■ **Quoted text**:
|---|
For fixed class assignment z, let N_a denote the number of nodes assigned to class a, and let n_ab denote the maximum number of possible edges between classes a and b; i.e., n_ab = N_a N_b if a ≠ b and n_aa = N_a!/{(N_a − 2)!2!}. Further, let θ̂^(z) and θ̄^(z) be symmetric matrices in [0, 1]^K×K, with

\begin{array}{l} {\hat{θ}}_{a b}^{(z)} = \frac{1}{n_{a b}} \sum_{i < j} A_{i j} 1 (z_{i} = a, z_{j} = b), \\ {\bar{θ}}_{a b}^{(z)} = \frac{1}{n_{a b}} \sum_{i < j} P_{i j} 1 (z_{i} = a, z_{j} = b) (a = 1, \dots, K; b = a, \dots, K) \end{array}

defined whenever n_ab ≠ 0. Observe that θ̂^(z) comprises sample proportion estimators as a function of z, whereas θ̄^(z) is its expectation under the independent {Ber(P_ij)} model. Taken over all class assignments z ∈ {1, …, K}^N, the sets {θ̂^(z)} comprise a sufficient statistic for the family of K -class stochastic blockmodels, and for each z, θ̂^(z) maximizes L(A; z, ·). Analogously, the sets {θ̄^(z)} are functions of the model parameters {P_ij}_i<j, and maximize L̄_P(z, ·). We write θ̂ and θ̄ when the choice of z is understood, and L(A; z) and L̄_P(z) to abbreviate sup_θ L(A; z, θ) and sup_θ L̄_P(z, θ), respectively.

Finally, observe that when a blockmodel with parameters (z̄, θ̄) is in force, then P_ij = θ̄_{z̄_iz̄_j} in accordance with (1), and consequently L̄_P is maximized by the true parameter values (z̄, θ̄):

{\bar{L}}_{P} (\bar{z}, \bar{θ}) - {\bar{L}}_{P} (z, θ) = \sum_{i < j} D (P_{i j} ‖ θ_{z_{i} z_{j}}) ⩾ \sum_{i < j} 2 {(P_{i j} - θ_{z_{i} z_{j}})}^{2} ⩾ 0,

where D(p ‖ p′) denotes the Kullback–Leibler divergence of a Ber(p′) distribution from a Ber(p) one.
|---|
■ **Parts of the exercise**:
1. Repeat the blockmodel passage from "Finally, observe that" to "a Ber(p) one.".
2. According to the blockmodel passage, what does D(p ‖ p′) denote?

■ **Source material**:
|---|
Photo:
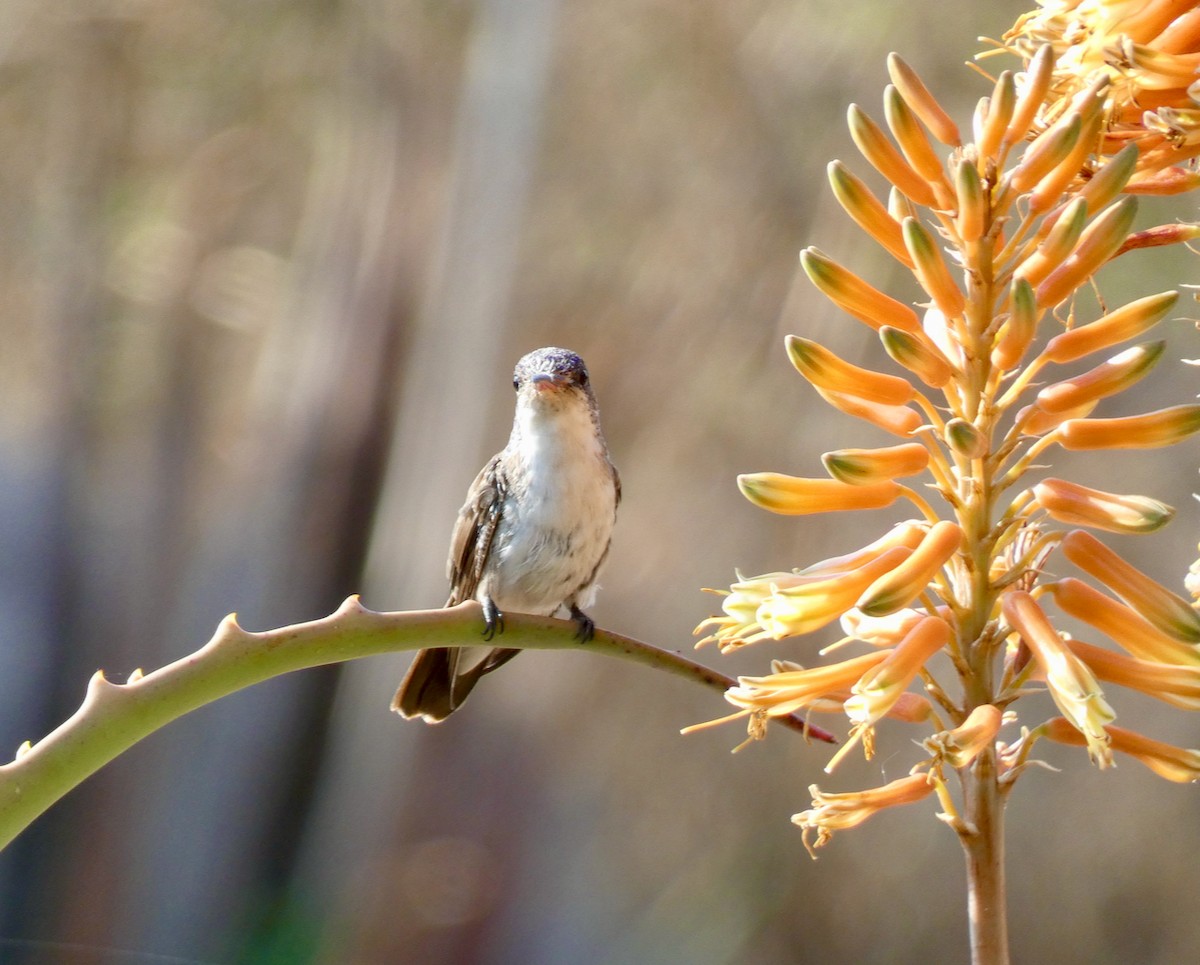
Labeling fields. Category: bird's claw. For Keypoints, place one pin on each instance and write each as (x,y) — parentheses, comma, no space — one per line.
|---|
■ **Solutions to the tasks**:
1.
Finally, observe that when a blockmodel with parameters (z̄, θ̄) is in force, then P_ij = θ̄_{z̄_iz̄_j} in accordance with (1), and consequently L̄_P is maximized by the true parameter values (z̄, θ̄):

{\bar{L}}_{P} (\bar{z}, \bar{θ}) - {\bar{L}}_{P} (z, θ) = \sum_{i < j} D (P_{i j} ‖ θ_{z_{i} z_{j}}) ⩾ \sum_{i < j} 2 {(P_{i j} - θ_{z_{i} z_{j}})}^{2} ⩾ 0,

where D(p ‖ p′) denotes the Kullback–Leibler divergence of a Ber(p′) distribution from a Ber(p) one.

2. The Kullback–Leibler divergence of a Ber(p′) distribution from a Ber(p) one.